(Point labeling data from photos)
┌──

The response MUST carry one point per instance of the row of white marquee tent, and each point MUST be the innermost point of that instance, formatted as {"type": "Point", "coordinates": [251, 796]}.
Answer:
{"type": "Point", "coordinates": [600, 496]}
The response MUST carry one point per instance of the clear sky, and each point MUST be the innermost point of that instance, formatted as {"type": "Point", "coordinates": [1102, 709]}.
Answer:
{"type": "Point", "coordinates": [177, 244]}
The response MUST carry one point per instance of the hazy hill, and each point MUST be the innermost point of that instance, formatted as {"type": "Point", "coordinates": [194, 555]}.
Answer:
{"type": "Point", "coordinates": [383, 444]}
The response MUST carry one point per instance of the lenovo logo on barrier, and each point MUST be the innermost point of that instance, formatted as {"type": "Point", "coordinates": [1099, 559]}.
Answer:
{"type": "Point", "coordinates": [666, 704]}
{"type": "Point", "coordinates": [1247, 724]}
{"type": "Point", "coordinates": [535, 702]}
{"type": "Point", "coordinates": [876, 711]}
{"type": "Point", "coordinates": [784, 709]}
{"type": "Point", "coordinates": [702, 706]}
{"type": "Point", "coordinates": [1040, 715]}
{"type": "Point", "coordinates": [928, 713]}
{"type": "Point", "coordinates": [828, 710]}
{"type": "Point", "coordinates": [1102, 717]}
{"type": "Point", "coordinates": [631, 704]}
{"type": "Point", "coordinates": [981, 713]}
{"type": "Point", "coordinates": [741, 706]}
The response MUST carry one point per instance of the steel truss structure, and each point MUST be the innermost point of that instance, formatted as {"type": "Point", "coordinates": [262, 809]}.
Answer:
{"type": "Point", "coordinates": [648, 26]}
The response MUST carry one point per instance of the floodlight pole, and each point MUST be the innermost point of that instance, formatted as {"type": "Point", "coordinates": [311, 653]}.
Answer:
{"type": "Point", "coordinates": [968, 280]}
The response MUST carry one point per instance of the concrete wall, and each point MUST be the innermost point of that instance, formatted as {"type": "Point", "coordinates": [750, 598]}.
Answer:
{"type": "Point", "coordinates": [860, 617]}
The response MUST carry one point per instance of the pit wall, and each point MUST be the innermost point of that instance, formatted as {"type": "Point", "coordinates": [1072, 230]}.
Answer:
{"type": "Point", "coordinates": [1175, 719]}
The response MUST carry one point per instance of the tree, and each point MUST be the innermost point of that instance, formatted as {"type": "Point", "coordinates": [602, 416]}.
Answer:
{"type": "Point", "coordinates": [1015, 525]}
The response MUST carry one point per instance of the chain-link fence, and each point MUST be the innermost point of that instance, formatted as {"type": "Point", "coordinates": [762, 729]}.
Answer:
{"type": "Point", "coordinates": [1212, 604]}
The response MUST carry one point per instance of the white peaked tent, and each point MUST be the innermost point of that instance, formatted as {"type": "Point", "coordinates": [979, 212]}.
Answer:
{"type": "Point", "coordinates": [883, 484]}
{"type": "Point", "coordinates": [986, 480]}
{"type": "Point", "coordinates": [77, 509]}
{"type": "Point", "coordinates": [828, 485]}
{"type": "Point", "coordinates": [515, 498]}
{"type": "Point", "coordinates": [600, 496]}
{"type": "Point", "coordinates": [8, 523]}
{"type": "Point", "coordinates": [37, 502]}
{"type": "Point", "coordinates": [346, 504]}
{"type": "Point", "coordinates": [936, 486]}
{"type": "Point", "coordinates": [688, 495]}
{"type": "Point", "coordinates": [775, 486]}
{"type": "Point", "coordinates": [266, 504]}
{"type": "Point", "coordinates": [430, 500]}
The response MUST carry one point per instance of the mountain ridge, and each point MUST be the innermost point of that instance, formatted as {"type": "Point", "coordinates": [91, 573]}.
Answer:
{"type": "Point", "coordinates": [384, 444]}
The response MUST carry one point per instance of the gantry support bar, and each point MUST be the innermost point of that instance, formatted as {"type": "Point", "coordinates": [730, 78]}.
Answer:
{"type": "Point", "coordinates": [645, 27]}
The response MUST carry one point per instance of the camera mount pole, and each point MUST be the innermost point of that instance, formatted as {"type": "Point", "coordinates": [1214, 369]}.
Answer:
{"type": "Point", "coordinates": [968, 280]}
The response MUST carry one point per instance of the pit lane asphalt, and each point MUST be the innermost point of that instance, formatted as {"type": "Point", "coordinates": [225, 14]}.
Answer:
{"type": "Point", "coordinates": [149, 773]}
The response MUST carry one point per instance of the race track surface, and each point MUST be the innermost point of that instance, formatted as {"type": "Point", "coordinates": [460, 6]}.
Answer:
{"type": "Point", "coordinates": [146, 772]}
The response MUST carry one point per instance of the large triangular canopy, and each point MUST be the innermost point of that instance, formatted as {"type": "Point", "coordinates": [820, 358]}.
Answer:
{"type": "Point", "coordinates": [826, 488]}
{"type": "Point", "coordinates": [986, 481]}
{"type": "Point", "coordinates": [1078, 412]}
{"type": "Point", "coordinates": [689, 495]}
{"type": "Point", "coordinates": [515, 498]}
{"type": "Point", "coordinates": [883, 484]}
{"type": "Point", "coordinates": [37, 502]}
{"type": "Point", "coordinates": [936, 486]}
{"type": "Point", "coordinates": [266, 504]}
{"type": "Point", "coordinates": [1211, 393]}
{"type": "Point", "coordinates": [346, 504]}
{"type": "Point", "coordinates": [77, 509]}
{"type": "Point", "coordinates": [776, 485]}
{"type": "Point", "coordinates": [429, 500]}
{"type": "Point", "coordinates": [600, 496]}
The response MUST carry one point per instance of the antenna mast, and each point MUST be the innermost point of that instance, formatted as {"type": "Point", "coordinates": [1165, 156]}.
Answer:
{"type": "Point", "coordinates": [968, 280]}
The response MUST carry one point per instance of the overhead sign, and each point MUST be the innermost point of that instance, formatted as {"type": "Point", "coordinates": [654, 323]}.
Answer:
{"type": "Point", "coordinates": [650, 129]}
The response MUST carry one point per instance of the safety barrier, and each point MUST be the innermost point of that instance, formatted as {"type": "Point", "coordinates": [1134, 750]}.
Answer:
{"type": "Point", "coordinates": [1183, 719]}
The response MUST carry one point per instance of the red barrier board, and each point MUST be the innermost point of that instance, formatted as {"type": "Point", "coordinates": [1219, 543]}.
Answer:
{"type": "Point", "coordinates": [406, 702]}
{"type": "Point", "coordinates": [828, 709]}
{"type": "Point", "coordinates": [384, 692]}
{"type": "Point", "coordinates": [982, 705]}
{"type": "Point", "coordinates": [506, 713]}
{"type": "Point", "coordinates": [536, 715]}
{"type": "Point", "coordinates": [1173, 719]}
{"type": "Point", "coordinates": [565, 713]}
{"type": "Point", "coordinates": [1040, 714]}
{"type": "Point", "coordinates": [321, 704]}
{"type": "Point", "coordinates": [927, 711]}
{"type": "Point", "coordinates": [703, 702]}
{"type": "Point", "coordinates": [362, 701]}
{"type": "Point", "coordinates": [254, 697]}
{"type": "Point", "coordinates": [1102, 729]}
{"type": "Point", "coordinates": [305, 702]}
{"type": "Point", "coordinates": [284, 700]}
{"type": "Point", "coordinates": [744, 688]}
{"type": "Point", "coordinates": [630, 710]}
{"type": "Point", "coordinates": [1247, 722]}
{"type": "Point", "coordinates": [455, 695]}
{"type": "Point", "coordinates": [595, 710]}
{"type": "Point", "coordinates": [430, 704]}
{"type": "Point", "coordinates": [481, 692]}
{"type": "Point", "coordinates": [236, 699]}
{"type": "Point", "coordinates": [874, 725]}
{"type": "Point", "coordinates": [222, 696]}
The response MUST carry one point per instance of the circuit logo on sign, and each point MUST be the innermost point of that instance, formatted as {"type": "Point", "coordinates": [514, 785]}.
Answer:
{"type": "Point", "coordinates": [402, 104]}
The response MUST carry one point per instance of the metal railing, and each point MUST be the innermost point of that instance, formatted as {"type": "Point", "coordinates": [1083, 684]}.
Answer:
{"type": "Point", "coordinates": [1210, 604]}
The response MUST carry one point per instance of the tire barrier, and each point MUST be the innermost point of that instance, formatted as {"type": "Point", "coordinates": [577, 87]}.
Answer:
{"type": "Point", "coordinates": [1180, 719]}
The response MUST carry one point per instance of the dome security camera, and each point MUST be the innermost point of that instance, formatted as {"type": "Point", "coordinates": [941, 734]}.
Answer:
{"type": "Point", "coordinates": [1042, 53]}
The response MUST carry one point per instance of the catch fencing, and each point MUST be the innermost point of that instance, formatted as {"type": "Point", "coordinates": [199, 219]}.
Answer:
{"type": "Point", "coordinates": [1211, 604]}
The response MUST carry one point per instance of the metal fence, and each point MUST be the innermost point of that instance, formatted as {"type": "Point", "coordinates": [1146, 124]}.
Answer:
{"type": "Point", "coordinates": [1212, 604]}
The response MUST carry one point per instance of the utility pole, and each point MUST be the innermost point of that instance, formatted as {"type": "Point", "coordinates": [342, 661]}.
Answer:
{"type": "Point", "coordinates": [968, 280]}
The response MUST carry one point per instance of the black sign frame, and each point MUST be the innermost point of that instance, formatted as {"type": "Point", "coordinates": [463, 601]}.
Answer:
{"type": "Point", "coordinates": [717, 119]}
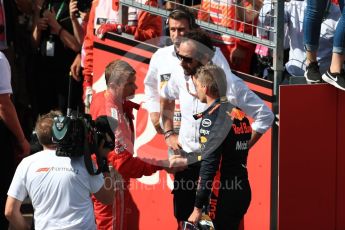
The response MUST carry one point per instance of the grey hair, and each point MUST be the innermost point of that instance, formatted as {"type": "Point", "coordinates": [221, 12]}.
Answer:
{"type": "Point", "coordinates": [117, 72]}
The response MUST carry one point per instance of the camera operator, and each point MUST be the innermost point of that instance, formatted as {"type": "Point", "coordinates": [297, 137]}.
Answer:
{"type": "Point", "coordinates": [59, 187]}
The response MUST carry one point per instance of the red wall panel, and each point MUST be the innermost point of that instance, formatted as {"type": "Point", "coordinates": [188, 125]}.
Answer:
{"type": "Point", "coordinates": [311, 157]}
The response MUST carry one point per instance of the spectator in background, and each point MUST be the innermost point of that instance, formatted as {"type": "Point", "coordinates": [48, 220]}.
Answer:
{"type": "Point", "coordinates": [57, 46]}
{"type": "Point", "coordinates": [240, 17]}
{"type": "Point", "coordinates": [59, 187]}
{"type": "Point", "coordinates": [294, 16]}
{"type": "Point", "coordinates": [15, 43]}
{"type": "Point", "coordinates": [11, 135]}
{"type": "Point", "coordinates": [195, 50]}
{"type": "Point", "coordinates": [315, 13]}
{"type": "Point", "coordinates": [104, 17]}
{"type": "Point", "coordinates": [79, 18]}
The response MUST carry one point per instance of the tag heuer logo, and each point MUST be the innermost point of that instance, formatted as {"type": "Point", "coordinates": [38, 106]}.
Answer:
{"type": "Point", "coordinates": [206, 123]}
{"type": "Point", "coordinates": [59, 125]}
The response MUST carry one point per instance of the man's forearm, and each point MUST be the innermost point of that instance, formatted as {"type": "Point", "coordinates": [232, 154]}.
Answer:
{"type": "Point", "coordinates": [18, 222]}
{"type": "Point", "coordinates": [13, 214]}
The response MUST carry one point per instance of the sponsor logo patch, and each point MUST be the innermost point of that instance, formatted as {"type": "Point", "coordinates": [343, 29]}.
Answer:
{"type": "Point", "coordinates": [206, 123]}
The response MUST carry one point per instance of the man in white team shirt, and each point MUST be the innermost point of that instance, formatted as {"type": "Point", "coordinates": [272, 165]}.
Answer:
{"type": "Point", "coordinates": [166, 74]}
{"type": "Point", "coordinates": [59, 187]}
{"type": "Point", "coordinates": [196, 50]}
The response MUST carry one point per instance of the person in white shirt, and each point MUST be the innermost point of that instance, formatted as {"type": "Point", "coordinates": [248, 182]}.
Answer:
{"type": "Point", "coordinates": [59, 187]}
{"type": "Point", "coordinates": [167, 77]}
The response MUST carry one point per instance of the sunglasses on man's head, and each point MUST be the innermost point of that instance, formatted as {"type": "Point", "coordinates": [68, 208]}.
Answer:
{"type": "Point", "coordinates": [184, 58]}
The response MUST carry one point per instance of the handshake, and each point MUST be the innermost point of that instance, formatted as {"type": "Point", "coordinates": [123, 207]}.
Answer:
{"type": "Point", "coordinates": [175, 164]}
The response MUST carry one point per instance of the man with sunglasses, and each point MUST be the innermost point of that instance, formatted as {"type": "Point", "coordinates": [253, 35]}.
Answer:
{"type": "Point", "coordinates": [166, 77]}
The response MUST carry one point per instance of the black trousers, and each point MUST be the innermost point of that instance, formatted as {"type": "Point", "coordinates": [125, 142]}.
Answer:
{"type": "Point", "coordinates": [185, 184]}
{"type": "Point", "coordinates": [232, 203]}
{"type": "Point", "coordinates": [7, 168]}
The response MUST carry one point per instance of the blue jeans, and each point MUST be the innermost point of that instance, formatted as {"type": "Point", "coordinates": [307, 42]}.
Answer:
{"type": "Point", "coordinates": [313, 17]}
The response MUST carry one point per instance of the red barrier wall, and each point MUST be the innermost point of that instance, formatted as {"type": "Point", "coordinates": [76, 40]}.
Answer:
{"type": "Point", "coordinates": [153, 194]}
{"type": "Point", "coordinates": [311, 158]}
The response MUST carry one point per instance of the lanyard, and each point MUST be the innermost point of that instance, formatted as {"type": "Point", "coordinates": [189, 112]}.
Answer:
{"type": "Point", "coordinates": [218, 100]}
{"type": "Point", "coordinates": [59, 11]}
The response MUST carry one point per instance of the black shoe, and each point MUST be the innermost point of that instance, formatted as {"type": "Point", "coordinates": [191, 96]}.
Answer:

└──

→ **Task description**: Reproduce the listing word for word, starting at the line that contains "the lanyard, and" and continuing through the final line of the listing, with both of those lines included.

→ **Answer in full**:
The response MUST carry one point per instance of the lanyard, and each point MUST be the innermost point of that instance, formatted as {"type": "Point", "coordinates": [189, 112]}.
Answer:
{"type": "Point", "coordinates": [218, 100]}
{"type": "Point", "coordinates": [59, 11]}
The response MUST carry one point per instance of the black shoe, and each point MUST be the innermost point of that instance, formatted as {"type": "Point", "coordinates": [191, 96]}.
Answer:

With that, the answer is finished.